§ WORK TO BE COMPLETED
Turn every row below into a JSON list of strings, one string per line, and leave out any blank lines.

§ PROVIDED DATA
+ + + +
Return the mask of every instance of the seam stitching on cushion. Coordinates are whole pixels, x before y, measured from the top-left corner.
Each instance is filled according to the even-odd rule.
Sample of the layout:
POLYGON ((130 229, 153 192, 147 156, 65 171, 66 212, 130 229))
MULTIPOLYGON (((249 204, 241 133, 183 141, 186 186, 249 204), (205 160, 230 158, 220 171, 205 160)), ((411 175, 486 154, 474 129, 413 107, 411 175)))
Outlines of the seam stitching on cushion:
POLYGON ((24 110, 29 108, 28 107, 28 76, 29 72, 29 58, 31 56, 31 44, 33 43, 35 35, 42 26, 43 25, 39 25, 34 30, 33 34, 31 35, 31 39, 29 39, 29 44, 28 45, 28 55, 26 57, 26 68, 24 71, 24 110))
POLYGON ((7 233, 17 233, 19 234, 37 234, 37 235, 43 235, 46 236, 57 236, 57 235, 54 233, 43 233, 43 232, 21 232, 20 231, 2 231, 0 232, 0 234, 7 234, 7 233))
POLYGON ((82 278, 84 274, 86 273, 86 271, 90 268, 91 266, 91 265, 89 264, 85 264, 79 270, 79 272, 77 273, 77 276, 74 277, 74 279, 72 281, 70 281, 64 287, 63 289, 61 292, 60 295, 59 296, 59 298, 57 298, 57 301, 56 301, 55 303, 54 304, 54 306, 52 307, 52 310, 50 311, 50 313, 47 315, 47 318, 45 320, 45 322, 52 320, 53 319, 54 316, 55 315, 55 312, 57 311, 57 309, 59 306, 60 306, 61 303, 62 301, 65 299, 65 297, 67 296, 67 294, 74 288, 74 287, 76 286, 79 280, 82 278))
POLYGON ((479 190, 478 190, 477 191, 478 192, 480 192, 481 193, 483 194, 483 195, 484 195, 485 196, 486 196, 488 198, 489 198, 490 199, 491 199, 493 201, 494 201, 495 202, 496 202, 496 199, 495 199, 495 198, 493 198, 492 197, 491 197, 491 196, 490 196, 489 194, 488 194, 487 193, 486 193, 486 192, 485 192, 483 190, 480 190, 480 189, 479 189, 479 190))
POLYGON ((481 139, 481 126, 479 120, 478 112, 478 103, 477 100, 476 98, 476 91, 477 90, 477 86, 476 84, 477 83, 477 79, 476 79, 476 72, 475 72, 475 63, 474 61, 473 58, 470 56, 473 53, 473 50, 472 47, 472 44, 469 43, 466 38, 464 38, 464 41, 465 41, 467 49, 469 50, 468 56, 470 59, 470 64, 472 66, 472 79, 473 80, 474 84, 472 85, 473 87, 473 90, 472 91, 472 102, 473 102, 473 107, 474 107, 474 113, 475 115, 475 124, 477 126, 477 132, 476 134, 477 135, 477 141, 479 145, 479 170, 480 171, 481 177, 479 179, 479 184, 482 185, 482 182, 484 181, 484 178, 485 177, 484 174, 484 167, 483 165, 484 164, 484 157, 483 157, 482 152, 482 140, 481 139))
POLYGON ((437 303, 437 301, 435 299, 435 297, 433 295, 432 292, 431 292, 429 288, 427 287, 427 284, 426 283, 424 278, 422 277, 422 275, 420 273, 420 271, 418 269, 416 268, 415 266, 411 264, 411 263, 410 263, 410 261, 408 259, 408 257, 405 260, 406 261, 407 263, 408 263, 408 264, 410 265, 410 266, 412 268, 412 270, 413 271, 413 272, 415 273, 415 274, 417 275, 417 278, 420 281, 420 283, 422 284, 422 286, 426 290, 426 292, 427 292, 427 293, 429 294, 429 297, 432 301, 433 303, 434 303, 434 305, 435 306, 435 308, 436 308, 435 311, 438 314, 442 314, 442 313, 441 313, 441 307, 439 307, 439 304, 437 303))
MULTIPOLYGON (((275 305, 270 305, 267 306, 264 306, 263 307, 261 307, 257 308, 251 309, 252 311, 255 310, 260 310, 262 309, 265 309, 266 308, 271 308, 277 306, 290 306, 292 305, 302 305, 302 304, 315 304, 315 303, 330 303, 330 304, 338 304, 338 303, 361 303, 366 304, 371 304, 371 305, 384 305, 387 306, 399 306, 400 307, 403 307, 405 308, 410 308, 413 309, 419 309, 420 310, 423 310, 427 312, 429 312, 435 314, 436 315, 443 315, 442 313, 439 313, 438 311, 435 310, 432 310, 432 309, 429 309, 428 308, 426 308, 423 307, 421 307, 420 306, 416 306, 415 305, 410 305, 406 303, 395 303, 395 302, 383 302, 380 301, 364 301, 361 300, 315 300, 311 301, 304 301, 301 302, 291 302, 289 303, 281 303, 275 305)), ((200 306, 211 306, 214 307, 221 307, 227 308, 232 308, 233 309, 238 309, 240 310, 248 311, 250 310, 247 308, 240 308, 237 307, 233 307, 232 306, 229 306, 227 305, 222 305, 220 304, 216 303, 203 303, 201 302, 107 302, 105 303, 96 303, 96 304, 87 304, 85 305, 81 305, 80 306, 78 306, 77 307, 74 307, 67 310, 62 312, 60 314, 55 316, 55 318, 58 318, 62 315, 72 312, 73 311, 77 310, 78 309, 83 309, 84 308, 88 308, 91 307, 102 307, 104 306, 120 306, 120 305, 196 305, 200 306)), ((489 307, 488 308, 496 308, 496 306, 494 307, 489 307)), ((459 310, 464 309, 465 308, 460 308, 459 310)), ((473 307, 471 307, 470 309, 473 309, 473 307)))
+ + + +
§ EXERCISE ANSWER
[
  "Return the mask of every instance of the seam stitching on cushion. Coordinates are whole pixels, x before y, measured from the top-left corner.",
  "Each instance is filled according to the even-odd rule.",
  "Sample of the layout:",
  "POLYGON ((130 229, 153 192, 147 156, 65 171, 66 212, 130 229))",
  "MULTIPOLYGON (((249 204, 241 133, 183 141, 186 186, 249 204), (205 160, 230 158, 220 171, 205 160)), ((411 175, 486 154, 474 129, 413 107, 411 175)))",
  "Outlines of the seam stitching on cushion:",
  "POLYGON ((24 110, 29 108, 28 107, 28 76, 29 72, 29 58, 31 56, 31 44, 33 43, 35 35, 42 26, 43 25, 39 25, 34 30, 33 34, 31 35, 31 39, 29 39, 29 44, 28 45, 28 55, 26 57, 26 68, 24 71, 24 110))",
  "POLYGON ((7 233, 17 233, 19 234, 37 234, 37 235, 43 235, 46 236, 57 236, 57 235, 54 233, 43 233, 43 232, 21 232, 20 231, 2 231, 0 232, 0 234, 7 234, 7 233))",
  "POLYGON ((82 278, 84 274, 86 273, 86 271, 90 268, 91 266, 91 265, 89 264, 85 264, 79 270, 79 272, 77 273, 77 276, 74 277, 74 279, 72 281, 70 281, 64 287, 63 289, 61 292, 60 295, 59 296, 59 298, 57 298, 57 301, 56 301, 55 303, 54 304, 54 306, 52 307, 52 310, 50 311, 50 313, 47 315, 47 318, 45 320, 45 322, 52 320, 53 319, 54 316, 55 315, 55 312, 57 311, 57 309, 59 306, 60 306, 61 303, 62 301, 65 299, 65 297, 67 296, 67 294, 74 288, 74 287, 76 286, 79 280, 82 278))",
  "POLYGON ((479 190, 478 190, 477 191, 478 192, 480 192, 481 193, 483 194, 483 195, 484 195, 485 196, 486 196, 488 198, 489 198, 490 199, 491 199, 493 201, 494 201, 495 202, 496 202, 496 199, 495 199, 495 198, 493 198, 492 197, 491 197, 491 196, 490 196, 489 194, 488 194, 487 193, 486 193, 486 192, 485 192, 483 190, 480 190, 480 189, 479 189, 479 190))",
  "POLYGON ((481 139, 481 126, 479 120, 478 112, 478 103, 477 100, 476 98, 476 91, 477 90, 477 86, 476 84, 477 83, 477 79, 476 79, 476 72, 475 72, 475 63, 474 61, 473 58, 470 56, 473 53, 473 50, 472 47, 472 44, 469 43, 466 38, 464 38, 464 41, 465 41, 467 49, 469 50, 468 56, 470 59, 470 64, 472 66, 472 79, 473 80, 474 84, 472 85, 473 87, 473 90, 472 91, 472 102, 473 102, 473 107, 474 107, 474 113, 475 115, 475 124, 477 126, 477 132, 476 134, 477 135, 477 141, 479 145, 479 170, 480 171, 481 177, 479 179, 479 184, 482 185, 482 182, 484 181, 484 178, 485 177, 484 174, 484 167, 483 165, 484 164, 484 157, 483 157, 482 152, 482 140, 481 139))",
  "POLYGON ((437 303, 437 301, 435 299, 435 297, 433 295, 432 292, 431 292, 429 288, 427 287, 427 284, 426 283, 424 278, 422 277, 422 275, 420 273, 420 271, 418 269, 416 268, 415 266, 411 264, 411 263, 410 263, 410 261, 408 259, 408 257, 405 260, 406 261, 407 263, 408 263, 408 264, 410 265, 410 266, 412 268, 412 270, 413 271, 413 272, 415 273, 415 274, 417 275, 417 278, 420 281, 420 283, 422 284, 422 286, 426 290, 426 292, 427 292, 427 293, 429 294, 429 297, 432 301, 433 303, 434 303, 434 305, 435 306, 435 308, 436 308, 435 311, 438 314, 442 314, 442 313, 441 313, 441 307, 439 307, 439 304, 437 303))",
  "MULTIPOLYGON (((275 305, 270 305, 267 306, 264 306, 263 307, 261 307, 257 308, 251 309, 252 311, 255 310, 260 310, 262 309, 265 309, 266 308, 271 308, 277 306, 290 306, 292 305, 302 305, 302 304, 315 304, 315 303, 330 303, 330 304, 338 304, 338 303, 361 303, 366 304, 371 304, 371 305, 384 305, 387 306, 399 306, 400 307, 403 307, 405 308, 410 308, 413 309, 419 309, 420 310, 423 310, 427 312, 429 312, 435 314, 436 315, 443 315, 442 313, 439 313, 438 311, 435 310, 432 310, 432 309, 429 309, 428 308, 426 308, 423 307, 421 307, 420 306, 416 306, 415 305, 410 305, 406 303, 395 303, 395 302, 383 302, 380 301, 364 301, 361 300, 315 300, 311 301, 304 301, 301 302, 291 302, 289 303, 281 303, 275 305)), ((200 306, 211 306, 214 307, 221 307, 227 308, 232 308, 233 309, 238 309, 240 310, 248 311, 250 310, 247 308, 240 308, 237 307, 233 307, 232 306, 229 306, 227 305, 222 305, 220 304, 216 303, 203 303, 201 302, 107 302, 105 303, 96 303, 96 304, 87 304, 85 305, 81 305, 80 306, 78 306, 77 307, 74 307, 67 310, 62 312, 60 314, 55 316, 55 318, 58 318, 62 315, 72 312, 73 311, 77 310, 78 309, 83 309, 84 308, 88 308, 91 307, 102 307, 104 306, 120 306, 120 305, 196 305, 200 306)), ((489 307, 488 308, 496 308, 496 306, 494 307, 489 307)), ((459 310, 464 309, 465 308, 460 308, 459 310)), ((473 307, 471 307, 470 309, 473 309, 473 307)))"
]